Instructions for the task: Could you copy out, word for word, the rows below from the line with "Tag one point on every instance of the man's hand" through the line with "Tag one point on every instance of the leather", including both of those lines?
━━━━
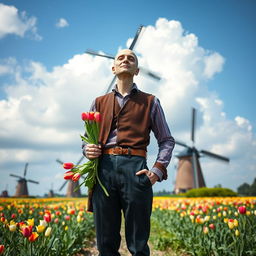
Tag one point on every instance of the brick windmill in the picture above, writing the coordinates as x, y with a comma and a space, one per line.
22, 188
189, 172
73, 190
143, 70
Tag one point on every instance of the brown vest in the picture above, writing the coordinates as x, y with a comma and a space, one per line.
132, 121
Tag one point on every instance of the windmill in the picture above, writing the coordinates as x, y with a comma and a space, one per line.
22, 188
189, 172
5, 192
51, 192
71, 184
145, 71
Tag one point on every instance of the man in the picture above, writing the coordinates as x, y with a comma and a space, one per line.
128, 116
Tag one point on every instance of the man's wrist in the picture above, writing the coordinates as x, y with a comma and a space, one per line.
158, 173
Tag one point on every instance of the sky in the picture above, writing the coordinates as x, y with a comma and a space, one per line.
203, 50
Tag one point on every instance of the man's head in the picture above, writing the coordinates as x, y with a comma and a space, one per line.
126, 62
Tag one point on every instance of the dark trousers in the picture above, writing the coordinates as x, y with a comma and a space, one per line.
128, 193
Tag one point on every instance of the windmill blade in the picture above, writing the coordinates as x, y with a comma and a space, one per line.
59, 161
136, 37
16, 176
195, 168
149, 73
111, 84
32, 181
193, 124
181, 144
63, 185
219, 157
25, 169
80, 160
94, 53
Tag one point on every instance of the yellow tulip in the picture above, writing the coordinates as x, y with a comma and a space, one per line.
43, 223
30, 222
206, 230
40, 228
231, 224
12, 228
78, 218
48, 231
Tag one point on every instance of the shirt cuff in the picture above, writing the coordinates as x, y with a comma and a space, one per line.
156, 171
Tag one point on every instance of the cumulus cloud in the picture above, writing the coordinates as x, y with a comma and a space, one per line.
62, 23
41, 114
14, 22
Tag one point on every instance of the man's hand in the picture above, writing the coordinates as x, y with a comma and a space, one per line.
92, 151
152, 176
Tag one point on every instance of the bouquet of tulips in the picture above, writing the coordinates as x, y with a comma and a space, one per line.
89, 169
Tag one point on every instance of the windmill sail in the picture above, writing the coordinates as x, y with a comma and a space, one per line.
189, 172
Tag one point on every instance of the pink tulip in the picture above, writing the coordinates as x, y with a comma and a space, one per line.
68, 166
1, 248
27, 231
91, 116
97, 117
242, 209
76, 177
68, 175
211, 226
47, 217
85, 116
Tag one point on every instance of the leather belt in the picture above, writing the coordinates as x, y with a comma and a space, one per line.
━━━━
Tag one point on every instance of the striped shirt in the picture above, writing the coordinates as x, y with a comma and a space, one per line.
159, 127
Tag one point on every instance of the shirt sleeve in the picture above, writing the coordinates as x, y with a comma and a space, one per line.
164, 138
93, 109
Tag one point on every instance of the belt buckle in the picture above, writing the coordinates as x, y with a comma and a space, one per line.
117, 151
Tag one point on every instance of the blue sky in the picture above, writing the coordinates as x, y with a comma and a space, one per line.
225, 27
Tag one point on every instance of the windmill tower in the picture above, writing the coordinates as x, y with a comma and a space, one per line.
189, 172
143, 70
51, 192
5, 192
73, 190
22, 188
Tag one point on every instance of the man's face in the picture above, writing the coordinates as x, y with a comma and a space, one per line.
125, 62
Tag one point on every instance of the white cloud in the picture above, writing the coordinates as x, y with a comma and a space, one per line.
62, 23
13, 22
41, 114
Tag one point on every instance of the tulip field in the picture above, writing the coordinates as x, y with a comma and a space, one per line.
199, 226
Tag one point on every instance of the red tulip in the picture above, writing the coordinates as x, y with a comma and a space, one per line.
━━━━
Task result:
Tag one point on every instance of the man's hand in the picture above, writing the coordinates as x, y with a comma and a space, one per line.
92, 151
152, 176
Tag one point on every instance of the bouquet of tulips in the picture above, writing the coordinates as x, y with a comma and a space, one per line.
89, 169
Tag one point on every instance of the windmill sail in the picture above, writing the coordinates as x, y with a comma and a space, one per line.
189, 172
Tag one point on every instance of the pink tulip in the picture above, writing the coordinates as x, y with a comma and a space, one per line.
68, 166
1, 248
27, 231
91, 116
97, 117
242, 209
76, 177
68, 175
211, 226
47, 217
85, 116
Tag one point on every instance of the leather belt in the picture above, writing the coordinates as x, y with a comma and a space, one per line.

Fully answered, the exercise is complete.